◆ **Extracted information**:
------------------------------

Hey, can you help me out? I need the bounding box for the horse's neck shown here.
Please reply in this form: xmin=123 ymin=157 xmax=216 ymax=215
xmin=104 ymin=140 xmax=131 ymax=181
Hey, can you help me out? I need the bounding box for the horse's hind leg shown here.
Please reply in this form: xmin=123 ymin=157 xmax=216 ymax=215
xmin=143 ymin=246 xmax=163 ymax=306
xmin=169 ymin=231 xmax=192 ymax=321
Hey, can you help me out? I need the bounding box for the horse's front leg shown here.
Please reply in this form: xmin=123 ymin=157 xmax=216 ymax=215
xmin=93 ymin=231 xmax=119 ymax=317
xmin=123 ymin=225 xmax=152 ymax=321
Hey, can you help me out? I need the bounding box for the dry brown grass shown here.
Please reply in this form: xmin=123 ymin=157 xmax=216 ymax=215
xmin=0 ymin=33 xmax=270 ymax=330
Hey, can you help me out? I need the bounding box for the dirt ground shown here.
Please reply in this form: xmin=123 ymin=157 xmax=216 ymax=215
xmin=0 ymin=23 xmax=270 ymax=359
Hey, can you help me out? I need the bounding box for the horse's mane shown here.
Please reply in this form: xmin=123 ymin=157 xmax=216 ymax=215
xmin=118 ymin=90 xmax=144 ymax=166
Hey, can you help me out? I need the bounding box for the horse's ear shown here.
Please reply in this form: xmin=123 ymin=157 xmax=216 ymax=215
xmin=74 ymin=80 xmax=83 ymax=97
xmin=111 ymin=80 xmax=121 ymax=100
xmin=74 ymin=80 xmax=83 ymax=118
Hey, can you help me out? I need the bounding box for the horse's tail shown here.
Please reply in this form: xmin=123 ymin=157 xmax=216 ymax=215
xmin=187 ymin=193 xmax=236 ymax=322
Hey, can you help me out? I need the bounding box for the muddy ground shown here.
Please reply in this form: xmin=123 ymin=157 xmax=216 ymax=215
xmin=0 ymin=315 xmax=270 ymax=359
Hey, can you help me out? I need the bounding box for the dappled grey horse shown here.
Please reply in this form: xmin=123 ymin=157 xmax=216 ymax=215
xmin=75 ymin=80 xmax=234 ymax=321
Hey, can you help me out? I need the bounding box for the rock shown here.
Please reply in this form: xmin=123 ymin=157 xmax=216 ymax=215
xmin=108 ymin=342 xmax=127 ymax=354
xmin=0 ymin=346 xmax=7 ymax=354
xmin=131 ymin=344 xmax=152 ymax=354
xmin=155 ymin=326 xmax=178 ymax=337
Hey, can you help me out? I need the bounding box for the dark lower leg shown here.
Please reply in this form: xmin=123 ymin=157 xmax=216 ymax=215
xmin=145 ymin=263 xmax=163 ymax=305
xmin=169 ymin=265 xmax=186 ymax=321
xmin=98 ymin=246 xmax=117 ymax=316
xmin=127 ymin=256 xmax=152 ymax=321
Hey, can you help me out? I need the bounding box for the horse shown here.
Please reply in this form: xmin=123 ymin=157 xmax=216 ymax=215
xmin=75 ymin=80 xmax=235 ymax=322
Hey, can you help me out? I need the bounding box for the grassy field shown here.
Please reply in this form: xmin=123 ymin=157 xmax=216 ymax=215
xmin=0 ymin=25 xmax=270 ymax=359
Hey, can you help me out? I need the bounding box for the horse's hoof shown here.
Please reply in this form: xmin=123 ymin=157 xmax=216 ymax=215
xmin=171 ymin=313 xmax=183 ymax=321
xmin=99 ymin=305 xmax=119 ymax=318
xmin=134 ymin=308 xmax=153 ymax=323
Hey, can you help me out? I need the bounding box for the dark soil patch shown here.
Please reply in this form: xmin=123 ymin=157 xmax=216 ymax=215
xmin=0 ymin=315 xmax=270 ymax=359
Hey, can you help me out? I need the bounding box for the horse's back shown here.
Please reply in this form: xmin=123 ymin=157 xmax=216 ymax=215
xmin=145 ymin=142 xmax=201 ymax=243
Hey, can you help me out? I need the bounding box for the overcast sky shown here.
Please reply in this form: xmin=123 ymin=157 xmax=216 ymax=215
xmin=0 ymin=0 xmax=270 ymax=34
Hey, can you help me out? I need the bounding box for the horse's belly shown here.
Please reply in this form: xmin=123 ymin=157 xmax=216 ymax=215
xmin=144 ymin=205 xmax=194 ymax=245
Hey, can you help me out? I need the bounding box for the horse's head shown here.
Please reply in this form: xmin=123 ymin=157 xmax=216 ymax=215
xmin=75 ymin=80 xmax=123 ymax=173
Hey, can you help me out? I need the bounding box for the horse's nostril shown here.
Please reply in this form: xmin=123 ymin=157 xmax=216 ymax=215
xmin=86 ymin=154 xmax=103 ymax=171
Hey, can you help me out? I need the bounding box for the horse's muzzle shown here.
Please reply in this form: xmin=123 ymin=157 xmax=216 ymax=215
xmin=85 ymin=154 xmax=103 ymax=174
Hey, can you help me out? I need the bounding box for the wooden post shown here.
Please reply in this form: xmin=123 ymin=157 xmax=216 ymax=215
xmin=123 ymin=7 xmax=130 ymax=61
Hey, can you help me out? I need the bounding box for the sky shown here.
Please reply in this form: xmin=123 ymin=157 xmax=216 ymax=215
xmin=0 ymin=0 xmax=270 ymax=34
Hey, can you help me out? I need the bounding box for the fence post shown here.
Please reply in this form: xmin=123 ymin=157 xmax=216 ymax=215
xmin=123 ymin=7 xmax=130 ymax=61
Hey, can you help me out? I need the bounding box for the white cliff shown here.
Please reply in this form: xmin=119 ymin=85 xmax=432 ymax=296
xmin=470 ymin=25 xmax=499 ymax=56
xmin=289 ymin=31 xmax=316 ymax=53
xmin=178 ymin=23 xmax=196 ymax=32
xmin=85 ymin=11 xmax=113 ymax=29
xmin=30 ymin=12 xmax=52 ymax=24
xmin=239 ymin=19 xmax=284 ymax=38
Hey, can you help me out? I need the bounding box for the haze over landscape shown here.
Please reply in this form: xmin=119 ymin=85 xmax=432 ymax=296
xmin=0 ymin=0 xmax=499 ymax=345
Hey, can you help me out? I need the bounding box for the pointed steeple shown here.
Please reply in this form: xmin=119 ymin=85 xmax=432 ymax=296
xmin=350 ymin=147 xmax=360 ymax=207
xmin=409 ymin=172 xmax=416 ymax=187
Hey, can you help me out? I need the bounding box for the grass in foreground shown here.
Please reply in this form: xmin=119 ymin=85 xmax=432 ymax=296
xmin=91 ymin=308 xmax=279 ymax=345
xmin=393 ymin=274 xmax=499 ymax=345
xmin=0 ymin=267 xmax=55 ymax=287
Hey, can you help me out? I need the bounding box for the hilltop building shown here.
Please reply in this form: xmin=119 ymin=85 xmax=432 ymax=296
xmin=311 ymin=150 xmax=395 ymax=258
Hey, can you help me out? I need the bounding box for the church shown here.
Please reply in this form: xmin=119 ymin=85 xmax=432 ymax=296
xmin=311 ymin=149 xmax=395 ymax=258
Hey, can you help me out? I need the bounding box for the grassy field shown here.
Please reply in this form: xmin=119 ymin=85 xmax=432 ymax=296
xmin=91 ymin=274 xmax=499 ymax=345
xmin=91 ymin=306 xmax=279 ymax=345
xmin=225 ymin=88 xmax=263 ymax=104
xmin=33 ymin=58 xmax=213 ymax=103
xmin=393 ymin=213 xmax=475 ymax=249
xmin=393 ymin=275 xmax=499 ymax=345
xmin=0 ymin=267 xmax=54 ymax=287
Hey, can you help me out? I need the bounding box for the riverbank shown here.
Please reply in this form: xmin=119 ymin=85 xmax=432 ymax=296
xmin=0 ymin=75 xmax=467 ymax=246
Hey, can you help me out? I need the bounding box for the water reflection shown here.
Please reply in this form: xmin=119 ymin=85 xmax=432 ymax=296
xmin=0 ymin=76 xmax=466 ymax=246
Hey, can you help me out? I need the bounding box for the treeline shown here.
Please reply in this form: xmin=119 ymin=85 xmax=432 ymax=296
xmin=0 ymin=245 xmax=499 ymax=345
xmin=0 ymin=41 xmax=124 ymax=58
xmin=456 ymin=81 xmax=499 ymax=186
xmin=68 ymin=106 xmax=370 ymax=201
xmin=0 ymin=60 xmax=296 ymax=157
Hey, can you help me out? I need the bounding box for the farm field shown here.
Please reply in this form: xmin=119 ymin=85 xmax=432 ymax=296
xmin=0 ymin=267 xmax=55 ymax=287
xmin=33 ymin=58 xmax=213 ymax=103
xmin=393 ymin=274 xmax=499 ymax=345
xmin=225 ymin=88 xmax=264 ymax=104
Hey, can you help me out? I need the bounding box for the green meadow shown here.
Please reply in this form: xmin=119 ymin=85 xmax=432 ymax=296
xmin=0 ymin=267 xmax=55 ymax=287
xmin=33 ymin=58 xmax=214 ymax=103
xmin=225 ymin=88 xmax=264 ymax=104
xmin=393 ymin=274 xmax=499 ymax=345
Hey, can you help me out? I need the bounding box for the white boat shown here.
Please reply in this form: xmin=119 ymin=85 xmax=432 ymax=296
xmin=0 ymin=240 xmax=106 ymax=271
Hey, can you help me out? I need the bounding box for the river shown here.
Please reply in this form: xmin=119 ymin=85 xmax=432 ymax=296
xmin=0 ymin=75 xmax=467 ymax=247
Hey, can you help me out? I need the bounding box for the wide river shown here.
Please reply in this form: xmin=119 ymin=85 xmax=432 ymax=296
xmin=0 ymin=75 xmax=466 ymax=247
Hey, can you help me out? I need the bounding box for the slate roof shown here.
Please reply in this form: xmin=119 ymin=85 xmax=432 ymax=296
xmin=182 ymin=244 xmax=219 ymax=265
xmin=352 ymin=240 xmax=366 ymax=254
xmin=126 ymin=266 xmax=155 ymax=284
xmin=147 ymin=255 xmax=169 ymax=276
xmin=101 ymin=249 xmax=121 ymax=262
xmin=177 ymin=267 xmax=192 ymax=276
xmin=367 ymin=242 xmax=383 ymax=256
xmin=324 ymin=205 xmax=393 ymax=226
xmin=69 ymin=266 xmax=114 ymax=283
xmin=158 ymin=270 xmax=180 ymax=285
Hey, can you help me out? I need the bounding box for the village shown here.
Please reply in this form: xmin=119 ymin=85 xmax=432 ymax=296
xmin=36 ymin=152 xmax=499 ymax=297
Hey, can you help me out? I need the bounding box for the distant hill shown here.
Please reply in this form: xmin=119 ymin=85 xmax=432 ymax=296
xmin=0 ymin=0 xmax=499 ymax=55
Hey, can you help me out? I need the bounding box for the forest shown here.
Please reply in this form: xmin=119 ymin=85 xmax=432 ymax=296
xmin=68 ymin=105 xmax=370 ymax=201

------------------------------

Render the lines of the rows as a Markdown table with the columns "No." and "Line", starting at the first line and ending at the line that contains "xmin=0 ymin=33 xmax=270 ymax=330". Number each line in order, and leave out any blank lines.

| No. | Line |
|---|---|
| 1 | Hey, can you help me out? I need the bounding box for the horse's neck shown here. |
| 2 | Please reply in this form: xmin=123 ymin=157 xmax=216 ymax=215 |
| 3 | xmin=104 ymin=140 xmax=131 ymax=181 |
| 4 | Hey, can you help me out? I need the bounding box for the horse's hind leg shown here. |
| 5 | Please reply in this form: xmin=123 ymin=157 xmax=216 ymax=215 |
| 6 | xmin=143 ymin=246 xmax=163 ymax=306 |
| 7 | xmin=169 ymin=231 xmax=192 ymax=321 |
| 8 | Hey, can you help me out? I need the bounding box for the horse's front leg shown here. |
| 9 | Please reply in this form: xmin=123 ymin=157 xmax=216 ymax=215 |
| 10 | xmin=93 ymin=231 xmax=119 ymax=317 |
| 11 | xmin=123 ymin=225 xmax=152 ymax=321 |
| 12 | Hey, can you help me out? I need the bounding box for the dry brown grass shown here. |
| 13 | Please reply in this form: xmin=123 ymin=157 xmax=216 ymax=215 |
| 14 | xmin=0 ymin=33 xmax=270 ymax=330 |